# [PAGE EXCERPT]

## Begin

Monday, July 26, 2010

They shall be My people

There was a difficult day last week when I barked at the girls and they (not surprisingly) replied angrily. At our house some of us struggle with being critical and harsh. I went for a walk because I was angry, frustrated, and sick of it all. Five minutes into my walk, God told me to go back and love those girls. I knew He was going to tell me that; sometimes He is predictable! I knew that when I walked back into my house, I could be met with more disrespectful talk and more insulting and discouraging "humor". The amazing thing is that I did find the love in my heart to go back home and reconnect with my children. And because I was believing that Jesus was in my heart, it wasn't even that hard, and things went better. That day I saw that the love of God really is in my heart (Romans 5:5), because I know that apart from Him I wouldn't be able to love when it's hard.
1 John 2:5-6 By this we know that we are in Him. He who says he abides in Him ought himself also to walk just as He walked....
I pray that you and I will experience what this verse means.

Friday, July 16, 2010

God Showed Up Again

This post is going to be amazingly similar to the one from January 24. Evidently I end up fighting the same battle more than once, though it's much more like just watching God fight the battle. I feel stupid sharing this struggle, but God's deliverance was so awesome that I just have to share.
Again I was feeling that I was unimportant, invisible, alone, even nonexistent. When I got to the part about feeling nonexistent, I got scared and decided I needed intervention from God. All I did was think, what's the truth (no fancy praying whatsoever), and the Lord immediately showed up in a big way, bringing the two-edged sword with Him. He reminded me of 1 Corinthians 3:16, "Don't you know that you yourselves are God's temple and that God's Spirit lives in you?" What this verse means to me is that God gave HIMSELF to me to live in me. That makes me hugely important, significant, even glorious. Ephesians 1:4-6 also came to mind. It says that before God created the world, He chose me to be holy and blameless in Christ, and He adopted me as His child, to the praise of the glory of His grace, by which He made me accepted in the Beloved. My dark thoughts were quickly gone as soon as the Light showed up. God brought His truth crashing into lies, and He overwhelmingly conquered! AND He did this for little old me, more than once. So that I have reason to believe He would help me again, with whatever need I have.
A recurring theme in these distressed moments of mine is that I'm surprised that I don't have to pray a certain way to be heard. It seems that God accepts me even when I'm not making an effort to impress Him. I know I'm stating the obvious, but I don't always believe that.
I want Jesus to live His life through me. Maybe this isn't a complicated ritual. Maybe I really am one spirit with the Lord (1 Corinthians 6:17). Maybe the (spiritual) space in between Jesus and me is imaginary. Maybe the reality is that my life is now hidden with Christ in God, forever (Col.3:3, John 14:16-17). One more Scripture: John 14:20: (Jesus speaking) "I am in My Father, and you in Me, and I in you." Matthew Henry's commentary says that this means intimate, inseparable union.
I'm starting to get a little better understanding of this union. It's wonderful!

Wednesday, July 7, 2010

Mercy Needed

My three oldest daughters have all said that I don't like children, so why did I have so many?

## End

# [Raw records]
## Begin

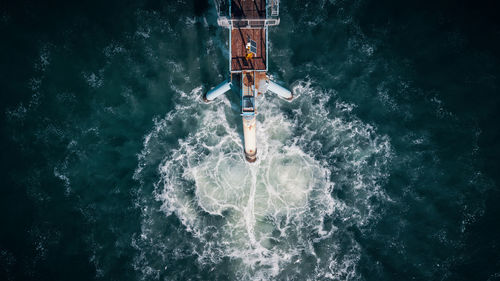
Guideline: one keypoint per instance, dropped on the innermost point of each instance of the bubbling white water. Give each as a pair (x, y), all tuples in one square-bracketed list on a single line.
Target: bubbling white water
[(268, 215)]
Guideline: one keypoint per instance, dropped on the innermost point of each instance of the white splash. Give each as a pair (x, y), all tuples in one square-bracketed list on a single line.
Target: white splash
[(272, 214)]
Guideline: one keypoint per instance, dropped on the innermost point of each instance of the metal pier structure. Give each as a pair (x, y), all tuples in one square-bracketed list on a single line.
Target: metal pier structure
[(248, 22)]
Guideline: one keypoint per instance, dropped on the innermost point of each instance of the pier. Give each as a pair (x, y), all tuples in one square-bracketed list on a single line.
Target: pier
[(248, 22)]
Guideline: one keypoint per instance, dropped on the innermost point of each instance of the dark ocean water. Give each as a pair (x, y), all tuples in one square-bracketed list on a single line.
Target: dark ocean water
[(384, 167)]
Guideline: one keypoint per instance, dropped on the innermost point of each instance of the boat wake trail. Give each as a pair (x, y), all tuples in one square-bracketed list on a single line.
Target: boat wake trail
[(289, 215)]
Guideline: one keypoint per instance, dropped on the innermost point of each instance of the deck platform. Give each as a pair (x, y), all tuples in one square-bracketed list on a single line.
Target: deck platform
[(239, 38), (248, 9)]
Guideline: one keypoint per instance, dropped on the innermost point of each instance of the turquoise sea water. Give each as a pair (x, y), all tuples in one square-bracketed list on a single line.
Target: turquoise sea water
[(384, 166)]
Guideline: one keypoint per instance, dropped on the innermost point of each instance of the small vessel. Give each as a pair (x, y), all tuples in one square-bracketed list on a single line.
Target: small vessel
[(248, 22)]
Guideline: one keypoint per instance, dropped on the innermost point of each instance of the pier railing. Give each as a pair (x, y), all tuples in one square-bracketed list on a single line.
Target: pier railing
[(224, 16)]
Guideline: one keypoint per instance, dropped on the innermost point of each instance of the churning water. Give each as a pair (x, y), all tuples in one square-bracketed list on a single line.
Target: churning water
[(379, 169)]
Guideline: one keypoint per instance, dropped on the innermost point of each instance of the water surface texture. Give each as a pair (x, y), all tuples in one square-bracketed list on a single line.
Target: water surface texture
[(383, 167)]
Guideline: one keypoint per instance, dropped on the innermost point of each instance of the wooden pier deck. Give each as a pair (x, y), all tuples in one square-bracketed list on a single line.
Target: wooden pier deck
[(239, 39)]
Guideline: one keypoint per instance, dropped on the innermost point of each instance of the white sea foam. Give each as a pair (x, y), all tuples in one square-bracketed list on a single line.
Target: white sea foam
[(276, 213)]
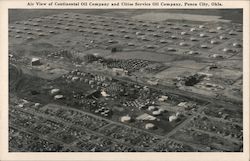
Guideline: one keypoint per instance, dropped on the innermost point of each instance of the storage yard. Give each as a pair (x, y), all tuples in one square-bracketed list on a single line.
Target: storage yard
[(87, 81)]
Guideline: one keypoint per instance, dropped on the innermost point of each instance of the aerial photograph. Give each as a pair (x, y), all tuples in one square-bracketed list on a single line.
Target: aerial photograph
[(124, 80)]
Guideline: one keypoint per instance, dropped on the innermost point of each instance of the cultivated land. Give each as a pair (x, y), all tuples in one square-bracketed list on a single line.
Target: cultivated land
[(86, 81)]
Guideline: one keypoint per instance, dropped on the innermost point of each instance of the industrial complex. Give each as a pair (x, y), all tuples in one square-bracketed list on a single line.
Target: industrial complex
[(125, 81)]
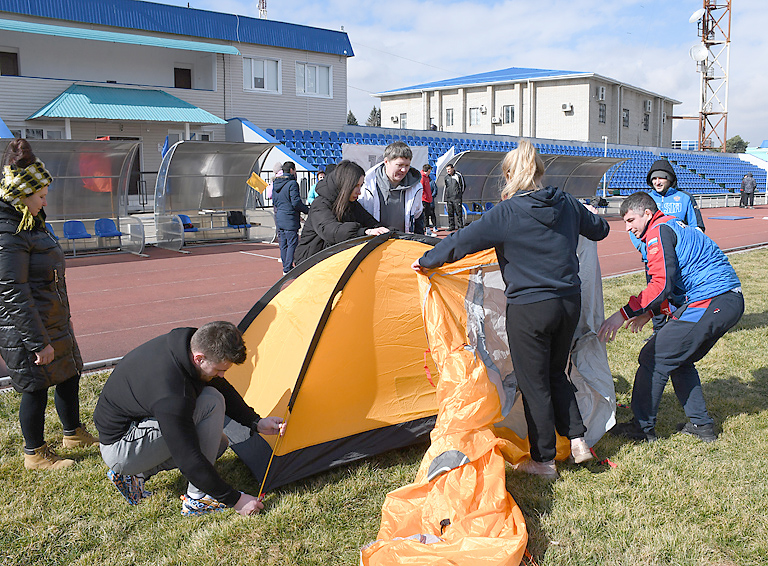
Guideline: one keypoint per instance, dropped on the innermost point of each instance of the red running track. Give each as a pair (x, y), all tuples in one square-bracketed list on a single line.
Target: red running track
[(120, 301)]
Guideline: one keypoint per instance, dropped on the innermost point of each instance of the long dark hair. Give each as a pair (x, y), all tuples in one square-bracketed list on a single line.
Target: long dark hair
[(345, 177), (19, 154)]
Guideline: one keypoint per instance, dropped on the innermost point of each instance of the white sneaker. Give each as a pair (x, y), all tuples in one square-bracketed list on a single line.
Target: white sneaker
[(544, 469), (580, 451)]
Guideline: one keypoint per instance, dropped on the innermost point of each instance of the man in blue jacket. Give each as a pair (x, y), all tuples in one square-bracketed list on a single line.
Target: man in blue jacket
[(288, 205), (681, 261), (671, 202)]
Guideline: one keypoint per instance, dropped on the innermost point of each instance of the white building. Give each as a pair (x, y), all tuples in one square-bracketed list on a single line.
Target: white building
[(127, 69), (538, 103)]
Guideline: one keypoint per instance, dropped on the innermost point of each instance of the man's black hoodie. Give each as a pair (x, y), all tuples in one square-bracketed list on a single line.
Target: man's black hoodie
[(535, 235)]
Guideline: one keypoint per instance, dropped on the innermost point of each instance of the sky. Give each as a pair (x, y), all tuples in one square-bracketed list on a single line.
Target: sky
[(644, 43)]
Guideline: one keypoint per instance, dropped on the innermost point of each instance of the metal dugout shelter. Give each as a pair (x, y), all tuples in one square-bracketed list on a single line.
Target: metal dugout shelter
[(205, 181), (91, 180), (579, 175)]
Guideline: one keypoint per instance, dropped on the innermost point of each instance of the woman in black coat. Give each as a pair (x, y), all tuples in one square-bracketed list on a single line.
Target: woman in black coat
[(335, 215), (36, 338)]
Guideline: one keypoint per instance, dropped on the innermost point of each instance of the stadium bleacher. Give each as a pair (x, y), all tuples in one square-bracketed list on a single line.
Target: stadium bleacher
[(697, 173)]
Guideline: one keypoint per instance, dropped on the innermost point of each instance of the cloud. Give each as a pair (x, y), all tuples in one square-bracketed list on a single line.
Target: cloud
[(644, 43)]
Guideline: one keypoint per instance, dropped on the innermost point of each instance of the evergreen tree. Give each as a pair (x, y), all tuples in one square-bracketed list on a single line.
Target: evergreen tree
[(374, 118)]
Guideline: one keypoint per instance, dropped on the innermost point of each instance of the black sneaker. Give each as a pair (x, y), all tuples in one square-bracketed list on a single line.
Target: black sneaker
[(632, 430), (704, 432)]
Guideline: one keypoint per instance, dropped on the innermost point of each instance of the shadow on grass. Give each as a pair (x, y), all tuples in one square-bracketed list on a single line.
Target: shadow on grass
[(750, 321)]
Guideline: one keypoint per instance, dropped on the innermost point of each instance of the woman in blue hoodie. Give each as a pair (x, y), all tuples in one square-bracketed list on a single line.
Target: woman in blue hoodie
[(535, 231)]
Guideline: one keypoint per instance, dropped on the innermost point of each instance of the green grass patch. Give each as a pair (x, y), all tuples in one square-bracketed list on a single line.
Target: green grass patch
[(675, 502)]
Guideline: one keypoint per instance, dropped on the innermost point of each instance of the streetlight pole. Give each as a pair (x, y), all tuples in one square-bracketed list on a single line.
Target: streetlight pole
[(605, 154)]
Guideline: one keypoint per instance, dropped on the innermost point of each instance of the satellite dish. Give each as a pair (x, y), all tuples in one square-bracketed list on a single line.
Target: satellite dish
[(696, 16), (699, 52)]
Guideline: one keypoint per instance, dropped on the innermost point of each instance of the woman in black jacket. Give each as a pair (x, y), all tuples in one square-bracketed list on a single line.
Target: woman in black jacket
[(36, 337), (335, 215), (535, 231)]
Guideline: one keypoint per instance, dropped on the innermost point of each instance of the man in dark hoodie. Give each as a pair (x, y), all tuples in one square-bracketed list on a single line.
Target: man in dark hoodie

## End

# [TASK PROMPT]
Return everything in the blog excerpt from "A recurring theme" down to "always believe that.", copied word for word.

# [ANSWER TO THE EXERCISE]
A recurring theme in these distressed moments of mine is that I'm surprised that I don't have to pray a certain way to be heard. It seems that God accepts me even when I'm not making an effort to impress Him. I know I'm stating the obvious, but I don't always believe that.